## begin Record list
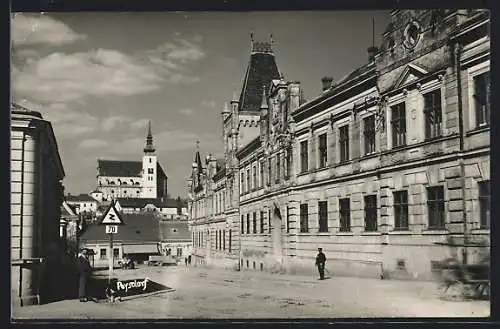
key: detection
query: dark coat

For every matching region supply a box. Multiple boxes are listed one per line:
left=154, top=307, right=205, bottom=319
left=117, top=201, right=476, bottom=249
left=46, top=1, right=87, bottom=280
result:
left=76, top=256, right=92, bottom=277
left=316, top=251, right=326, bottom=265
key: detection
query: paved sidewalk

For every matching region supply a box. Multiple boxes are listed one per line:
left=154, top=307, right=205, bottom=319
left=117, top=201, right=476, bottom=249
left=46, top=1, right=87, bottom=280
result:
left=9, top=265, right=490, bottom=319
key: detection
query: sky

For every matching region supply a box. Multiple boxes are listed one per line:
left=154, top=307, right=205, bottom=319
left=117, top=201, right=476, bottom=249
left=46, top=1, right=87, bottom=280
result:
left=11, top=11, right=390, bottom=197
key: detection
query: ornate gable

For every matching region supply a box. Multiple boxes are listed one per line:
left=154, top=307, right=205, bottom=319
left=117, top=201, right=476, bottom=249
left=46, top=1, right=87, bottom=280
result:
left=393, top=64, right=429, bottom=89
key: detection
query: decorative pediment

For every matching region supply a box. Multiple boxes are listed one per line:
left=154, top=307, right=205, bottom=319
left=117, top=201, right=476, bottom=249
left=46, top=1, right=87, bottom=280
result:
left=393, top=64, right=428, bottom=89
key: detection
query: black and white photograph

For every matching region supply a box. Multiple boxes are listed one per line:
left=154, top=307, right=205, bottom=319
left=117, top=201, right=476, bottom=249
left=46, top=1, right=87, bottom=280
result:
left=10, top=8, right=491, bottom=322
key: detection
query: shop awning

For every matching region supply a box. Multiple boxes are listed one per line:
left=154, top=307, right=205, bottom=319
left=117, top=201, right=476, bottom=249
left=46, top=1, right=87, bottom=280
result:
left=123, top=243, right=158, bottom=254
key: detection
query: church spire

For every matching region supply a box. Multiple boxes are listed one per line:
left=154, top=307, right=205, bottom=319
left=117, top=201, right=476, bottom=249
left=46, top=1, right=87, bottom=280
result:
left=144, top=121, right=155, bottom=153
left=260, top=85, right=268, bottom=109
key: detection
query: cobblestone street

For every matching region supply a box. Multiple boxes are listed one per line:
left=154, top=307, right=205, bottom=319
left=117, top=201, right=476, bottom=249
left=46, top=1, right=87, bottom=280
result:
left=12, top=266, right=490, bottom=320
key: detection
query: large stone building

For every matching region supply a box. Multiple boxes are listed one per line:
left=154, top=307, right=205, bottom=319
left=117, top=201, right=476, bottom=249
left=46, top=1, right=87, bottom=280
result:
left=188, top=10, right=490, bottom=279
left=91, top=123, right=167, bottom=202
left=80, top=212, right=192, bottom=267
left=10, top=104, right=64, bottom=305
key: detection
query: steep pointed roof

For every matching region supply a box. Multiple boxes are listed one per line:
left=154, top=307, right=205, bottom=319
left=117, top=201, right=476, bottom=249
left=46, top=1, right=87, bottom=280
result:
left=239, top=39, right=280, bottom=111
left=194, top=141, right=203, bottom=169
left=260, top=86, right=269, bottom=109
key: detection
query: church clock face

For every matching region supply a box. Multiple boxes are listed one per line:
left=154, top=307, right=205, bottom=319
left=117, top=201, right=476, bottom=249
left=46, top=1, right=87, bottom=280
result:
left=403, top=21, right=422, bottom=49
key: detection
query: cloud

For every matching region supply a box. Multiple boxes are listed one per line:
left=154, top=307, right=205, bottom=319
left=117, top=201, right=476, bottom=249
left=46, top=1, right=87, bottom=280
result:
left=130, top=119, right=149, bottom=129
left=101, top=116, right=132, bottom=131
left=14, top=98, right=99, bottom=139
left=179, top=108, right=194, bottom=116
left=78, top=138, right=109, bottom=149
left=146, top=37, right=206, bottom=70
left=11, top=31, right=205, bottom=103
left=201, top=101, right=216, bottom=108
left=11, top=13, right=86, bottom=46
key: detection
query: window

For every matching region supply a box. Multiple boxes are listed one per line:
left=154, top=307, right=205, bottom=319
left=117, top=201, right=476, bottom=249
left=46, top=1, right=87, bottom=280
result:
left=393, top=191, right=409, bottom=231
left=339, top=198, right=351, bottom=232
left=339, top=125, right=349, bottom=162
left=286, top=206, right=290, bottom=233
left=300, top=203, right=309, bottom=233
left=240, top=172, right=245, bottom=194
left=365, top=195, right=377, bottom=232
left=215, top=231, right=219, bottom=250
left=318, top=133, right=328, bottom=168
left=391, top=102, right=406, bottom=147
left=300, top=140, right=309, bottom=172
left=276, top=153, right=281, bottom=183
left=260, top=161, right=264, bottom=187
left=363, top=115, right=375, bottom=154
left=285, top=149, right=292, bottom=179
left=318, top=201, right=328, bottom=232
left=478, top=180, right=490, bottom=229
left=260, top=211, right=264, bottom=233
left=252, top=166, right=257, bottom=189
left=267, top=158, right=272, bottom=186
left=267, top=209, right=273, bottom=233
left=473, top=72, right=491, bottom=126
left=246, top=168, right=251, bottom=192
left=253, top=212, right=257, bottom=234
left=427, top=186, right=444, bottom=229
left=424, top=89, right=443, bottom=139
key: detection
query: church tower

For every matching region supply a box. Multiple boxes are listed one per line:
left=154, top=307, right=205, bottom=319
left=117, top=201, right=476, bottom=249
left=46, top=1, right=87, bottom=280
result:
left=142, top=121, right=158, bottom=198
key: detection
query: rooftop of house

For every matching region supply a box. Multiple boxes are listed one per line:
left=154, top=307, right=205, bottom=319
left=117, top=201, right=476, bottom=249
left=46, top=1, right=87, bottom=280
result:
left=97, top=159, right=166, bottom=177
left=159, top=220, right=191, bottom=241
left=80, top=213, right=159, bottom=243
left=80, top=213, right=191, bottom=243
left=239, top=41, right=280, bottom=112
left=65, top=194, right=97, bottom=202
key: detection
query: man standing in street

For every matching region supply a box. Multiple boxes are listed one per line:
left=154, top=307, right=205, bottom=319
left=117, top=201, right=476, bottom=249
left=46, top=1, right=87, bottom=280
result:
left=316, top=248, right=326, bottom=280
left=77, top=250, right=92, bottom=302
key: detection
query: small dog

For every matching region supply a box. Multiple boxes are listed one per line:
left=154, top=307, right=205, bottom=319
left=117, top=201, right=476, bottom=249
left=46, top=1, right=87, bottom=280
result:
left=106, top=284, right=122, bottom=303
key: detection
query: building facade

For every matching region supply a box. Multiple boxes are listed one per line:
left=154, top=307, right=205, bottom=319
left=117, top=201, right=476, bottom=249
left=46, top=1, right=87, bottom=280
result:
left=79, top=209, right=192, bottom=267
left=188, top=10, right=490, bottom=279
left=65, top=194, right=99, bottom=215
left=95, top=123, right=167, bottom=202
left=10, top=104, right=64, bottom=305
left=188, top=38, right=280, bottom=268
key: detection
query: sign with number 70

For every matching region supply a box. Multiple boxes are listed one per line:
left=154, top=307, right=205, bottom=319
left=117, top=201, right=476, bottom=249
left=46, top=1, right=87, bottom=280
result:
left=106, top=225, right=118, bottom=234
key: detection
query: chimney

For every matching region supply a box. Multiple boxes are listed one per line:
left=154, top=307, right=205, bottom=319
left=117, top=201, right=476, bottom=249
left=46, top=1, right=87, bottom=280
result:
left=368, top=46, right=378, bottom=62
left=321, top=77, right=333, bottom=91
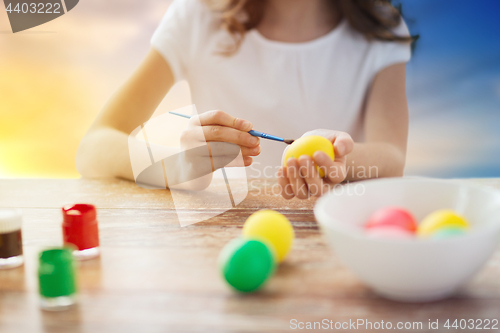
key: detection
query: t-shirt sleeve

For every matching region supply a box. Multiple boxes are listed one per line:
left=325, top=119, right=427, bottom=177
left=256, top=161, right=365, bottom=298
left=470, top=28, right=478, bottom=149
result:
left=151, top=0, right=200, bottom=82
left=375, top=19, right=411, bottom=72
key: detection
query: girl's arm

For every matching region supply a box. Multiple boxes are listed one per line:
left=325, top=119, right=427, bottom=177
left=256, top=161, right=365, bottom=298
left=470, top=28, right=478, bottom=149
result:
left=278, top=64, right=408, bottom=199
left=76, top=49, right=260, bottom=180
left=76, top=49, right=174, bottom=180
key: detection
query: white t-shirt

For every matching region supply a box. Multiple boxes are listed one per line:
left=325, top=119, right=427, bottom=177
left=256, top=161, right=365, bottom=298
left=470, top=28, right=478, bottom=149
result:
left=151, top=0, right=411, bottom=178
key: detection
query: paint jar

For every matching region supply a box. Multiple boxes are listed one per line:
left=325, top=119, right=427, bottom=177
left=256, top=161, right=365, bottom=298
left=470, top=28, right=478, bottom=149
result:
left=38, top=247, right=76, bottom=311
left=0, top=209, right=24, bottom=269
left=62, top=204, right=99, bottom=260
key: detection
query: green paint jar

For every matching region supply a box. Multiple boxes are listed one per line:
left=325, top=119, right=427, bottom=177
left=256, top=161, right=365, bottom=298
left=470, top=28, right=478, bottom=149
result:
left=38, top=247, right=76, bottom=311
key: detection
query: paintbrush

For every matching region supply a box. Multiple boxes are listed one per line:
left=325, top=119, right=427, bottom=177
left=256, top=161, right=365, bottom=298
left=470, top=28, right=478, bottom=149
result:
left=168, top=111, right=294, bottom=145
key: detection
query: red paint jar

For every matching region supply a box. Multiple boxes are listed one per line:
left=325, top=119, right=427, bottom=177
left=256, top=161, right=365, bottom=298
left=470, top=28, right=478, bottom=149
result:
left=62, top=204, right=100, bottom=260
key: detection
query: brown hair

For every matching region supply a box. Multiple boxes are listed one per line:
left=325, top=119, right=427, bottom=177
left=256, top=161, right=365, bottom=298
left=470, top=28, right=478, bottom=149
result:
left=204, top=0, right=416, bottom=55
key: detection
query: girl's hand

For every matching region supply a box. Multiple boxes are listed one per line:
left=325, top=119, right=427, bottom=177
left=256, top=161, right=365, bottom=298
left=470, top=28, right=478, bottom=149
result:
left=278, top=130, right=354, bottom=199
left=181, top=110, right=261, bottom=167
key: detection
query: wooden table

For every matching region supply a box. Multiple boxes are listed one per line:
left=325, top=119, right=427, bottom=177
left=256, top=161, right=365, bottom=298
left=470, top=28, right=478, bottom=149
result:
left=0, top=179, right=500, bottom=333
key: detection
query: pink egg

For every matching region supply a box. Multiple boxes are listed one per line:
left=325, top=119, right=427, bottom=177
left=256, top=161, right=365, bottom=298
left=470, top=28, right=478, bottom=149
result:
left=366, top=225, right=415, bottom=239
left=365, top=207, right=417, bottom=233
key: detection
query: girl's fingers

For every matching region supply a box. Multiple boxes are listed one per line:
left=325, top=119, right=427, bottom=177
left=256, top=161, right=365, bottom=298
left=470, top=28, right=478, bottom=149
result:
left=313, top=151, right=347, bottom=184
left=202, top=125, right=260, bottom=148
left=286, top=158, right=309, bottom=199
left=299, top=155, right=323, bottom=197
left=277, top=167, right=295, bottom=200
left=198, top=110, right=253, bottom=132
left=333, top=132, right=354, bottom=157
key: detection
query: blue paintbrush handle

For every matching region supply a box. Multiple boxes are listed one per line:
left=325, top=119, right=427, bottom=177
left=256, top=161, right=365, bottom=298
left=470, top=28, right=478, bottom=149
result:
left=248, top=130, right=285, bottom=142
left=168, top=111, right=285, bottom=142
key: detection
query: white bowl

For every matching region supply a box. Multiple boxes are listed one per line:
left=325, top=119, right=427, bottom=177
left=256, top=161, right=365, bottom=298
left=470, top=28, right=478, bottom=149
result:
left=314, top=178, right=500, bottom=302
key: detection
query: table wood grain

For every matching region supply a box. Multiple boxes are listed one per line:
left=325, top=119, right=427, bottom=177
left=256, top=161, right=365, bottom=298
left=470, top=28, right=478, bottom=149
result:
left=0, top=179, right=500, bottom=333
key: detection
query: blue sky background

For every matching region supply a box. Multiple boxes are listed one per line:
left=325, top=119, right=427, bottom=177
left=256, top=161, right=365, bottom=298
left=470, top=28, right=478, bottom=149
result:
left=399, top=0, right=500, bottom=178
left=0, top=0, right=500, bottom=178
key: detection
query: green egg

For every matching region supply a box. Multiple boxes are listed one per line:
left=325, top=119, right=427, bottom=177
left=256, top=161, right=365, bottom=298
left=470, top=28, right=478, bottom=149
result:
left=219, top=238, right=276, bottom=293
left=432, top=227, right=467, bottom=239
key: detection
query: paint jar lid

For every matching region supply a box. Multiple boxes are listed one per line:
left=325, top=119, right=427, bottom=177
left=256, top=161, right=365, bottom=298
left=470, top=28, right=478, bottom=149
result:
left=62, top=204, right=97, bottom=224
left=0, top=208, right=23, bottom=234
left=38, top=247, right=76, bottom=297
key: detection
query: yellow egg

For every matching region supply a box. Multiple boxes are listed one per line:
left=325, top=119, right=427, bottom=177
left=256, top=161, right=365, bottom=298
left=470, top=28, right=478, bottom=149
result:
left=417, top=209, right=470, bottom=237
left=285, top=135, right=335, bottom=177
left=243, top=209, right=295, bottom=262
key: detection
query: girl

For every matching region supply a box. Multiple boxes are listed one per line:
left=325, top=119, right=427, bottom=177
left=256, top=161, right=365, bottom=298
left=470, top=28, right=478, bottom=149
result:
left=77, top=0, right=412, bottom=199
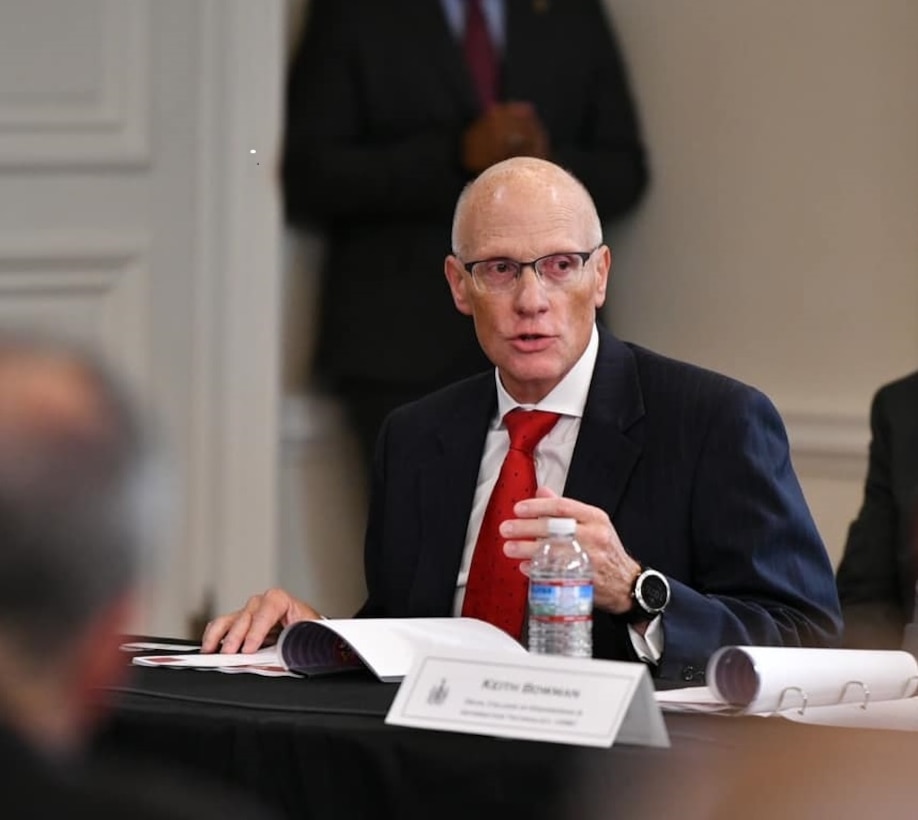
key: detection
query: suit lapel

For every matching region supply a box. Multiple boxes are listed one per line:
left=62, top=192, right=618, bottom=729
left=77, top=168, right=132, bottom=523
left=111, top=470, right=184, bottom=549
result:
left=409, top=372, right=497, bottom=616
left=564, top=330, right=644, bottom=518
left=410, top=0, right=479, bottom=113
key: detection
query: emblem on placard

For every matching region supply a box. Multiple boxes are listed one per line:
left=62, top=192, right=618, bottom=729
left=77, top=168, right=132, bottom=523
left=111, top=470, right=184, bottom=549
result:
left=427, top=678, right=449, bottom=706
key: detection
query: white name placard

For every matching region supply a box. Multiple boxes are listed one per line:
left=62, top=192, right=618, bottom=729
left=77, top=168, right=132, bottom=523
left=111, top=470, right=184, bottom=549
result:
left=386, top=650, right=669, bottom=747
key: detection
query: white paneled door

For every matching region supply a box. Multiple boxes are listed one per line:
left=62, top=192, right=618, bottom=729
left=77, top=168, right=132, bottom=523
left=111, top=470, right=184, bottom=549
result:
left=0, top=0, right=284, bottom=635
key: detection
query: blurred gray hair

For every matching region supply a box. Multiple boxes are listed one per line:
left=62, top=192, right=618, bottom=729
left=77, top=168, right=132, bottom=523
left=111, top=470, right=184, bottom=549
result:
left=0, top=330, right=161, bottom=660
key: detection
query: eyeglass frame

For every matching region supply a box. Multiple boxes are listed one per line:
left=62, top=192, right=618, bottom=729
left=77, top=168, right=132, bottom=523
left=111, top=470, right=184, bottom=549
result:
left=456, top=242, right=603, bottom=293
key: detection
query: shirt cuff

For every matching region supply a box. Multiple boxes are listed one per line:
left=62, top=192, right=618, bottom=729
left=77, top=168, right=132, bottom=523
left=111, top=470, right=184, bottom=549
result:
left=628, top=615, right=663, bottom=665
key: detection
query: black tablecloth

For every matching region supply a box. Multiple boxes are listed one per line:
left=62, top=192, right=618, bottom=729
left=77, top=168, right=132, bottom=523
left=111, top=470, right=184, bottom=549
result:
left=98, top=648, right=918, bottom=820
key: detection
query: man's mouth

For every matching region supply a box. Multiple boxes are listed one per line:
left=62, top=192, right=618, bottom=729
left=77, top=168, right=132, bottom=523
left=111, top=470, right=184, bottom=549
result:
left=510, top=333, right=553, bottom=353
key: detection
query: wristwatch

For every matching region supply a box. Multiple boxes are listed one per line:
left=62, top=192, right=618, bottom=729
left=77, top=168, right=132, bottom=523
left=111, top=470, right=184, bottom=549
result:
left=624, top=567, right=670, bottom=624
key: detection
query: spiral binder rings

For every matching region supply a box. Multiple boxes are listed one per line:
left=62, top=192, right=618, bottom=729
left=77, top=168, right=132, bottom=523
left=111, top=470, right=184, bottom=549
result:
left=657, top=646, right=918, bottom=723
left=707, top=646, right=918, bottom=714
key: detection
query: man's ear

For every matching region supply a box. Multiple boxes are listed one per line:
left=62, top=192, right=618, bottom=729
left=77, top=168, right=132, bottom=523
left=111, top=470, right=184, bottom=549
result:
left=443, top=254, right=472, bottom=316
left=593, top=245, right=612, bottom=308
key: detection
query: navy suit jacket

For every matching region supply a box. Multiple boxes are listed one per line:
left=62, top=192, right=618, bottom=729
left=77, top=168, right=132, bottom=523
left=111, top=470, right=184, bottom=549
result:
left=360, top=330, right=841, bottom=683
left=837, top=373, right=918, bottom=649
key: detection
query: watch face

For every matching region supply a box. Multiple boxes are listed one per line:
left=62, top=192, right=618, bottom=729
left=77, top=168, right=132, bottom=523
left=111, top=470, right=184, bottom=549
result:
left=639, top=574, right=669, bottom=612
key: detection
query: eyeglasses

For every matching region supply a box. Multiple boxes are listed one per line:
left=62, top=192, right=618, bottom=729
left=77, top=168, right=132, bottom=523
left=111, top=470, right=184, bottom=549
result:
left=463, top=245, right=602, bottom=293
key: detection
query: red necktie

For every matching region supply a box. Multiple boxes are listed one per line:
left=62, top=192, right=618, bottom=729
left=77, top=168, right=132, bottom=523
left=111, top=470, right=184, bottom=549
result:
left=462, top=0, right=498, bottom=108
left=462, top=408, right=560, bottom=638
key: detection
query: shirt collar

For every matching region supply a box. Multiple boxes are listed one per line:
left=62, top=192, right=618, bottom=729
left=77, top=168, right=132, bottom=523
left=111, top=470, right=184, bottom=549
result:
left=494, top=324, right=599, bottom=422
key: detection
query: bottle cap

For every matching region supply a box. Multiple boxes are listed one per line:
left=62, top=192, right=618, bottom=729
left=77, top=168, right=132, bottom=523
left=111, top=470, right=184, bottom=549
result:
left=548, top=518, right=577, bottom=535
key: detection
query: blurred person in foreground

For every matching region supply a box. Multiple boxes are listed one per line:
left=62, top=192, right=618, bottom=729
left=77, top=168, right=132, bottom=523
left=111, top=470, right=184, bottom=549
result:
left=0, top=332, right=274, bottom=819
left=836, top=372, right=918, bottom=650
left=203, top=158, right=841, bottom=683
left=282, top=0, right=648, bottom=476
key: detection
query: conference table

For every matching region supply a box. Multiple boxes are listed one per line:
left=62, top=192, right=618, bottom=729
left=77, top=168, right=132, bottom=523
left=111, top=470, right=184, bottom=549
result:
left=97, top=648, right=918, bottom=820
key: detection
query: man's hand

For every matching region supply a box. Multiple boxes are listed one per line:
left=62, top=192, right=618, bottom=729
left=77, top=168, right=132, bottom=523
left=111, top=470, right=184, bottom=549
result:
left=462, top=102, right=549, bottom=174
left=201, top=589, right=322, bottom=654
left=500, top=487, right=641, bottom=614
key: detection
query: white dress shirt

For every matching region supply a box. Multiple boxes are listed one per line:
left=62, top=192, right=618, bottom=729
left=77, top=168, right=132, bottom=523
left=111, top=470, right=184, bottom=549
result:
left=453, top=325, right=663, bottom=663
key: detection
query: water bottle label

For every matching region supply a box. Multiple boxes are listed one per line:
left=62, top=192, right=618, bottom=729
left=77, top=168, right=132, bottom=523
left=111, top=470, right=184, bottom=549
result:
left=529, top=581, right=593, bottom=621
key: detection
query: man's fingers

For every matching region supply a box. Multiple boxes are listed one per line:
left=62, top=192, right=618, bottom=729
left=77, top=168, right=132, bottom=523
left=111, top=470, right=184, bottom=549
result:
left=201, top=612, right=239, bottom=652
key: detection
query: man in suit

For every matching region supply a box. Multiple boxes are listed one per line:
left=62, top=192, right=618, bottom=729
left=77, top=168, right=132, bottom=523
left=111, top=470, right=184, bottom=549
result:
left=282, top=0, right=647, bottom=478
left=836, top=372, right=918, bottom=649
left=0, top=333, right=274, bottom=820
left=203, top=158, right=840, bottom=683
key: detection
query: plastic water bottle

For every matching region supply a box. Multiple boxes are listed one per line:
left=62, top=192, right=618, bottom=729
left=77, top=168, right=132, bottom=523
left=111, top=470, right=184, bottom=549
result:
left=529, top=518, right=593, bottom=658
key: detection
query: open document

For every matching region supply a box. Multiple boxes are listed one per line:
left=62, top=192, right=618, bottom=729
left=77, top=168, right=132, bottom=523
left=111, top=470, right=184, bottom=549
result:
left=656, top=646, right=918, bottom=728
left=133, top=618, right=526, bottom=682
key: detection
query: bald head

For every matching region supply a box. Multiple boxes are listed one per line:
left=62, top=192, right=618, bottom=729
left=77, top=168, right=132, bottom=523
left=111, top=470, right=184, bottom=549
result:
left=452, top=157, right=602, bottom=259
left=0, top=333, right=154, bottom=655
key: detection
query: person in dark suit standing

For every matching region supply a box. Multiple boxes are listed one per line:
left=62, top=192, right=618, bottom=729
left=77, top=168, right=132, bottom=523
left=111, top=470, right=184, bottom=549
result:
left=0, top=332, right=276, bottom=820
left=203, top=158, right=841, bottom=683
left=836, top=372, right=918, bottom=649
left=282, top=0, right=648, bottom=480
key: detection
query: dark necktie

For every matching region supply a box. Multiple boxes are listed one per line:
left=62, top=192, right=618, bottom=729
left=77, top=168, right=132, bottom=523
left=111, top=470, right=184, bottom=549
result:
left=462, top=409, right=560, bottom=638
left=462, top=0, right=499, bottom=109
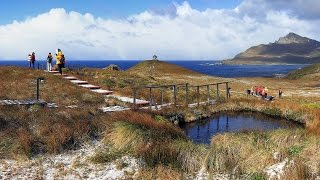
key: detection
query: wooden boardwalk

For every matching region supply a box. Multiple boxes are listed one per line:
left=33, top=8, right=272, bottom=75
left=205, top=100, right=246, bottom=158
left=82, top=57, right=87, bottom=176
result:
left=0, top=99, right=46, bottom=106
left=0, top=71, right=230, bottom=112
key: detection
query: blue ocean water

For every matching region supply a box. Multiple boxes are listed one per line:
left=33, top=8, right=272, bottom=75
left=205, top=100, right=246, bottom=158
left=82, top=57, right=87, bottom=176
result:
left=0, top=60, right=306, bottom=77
## end Record list
▶ Directions for this task
How many lines in the records above contain the string "green", counting only matches with the same case? Reply with the number alone.

▶ Task output
2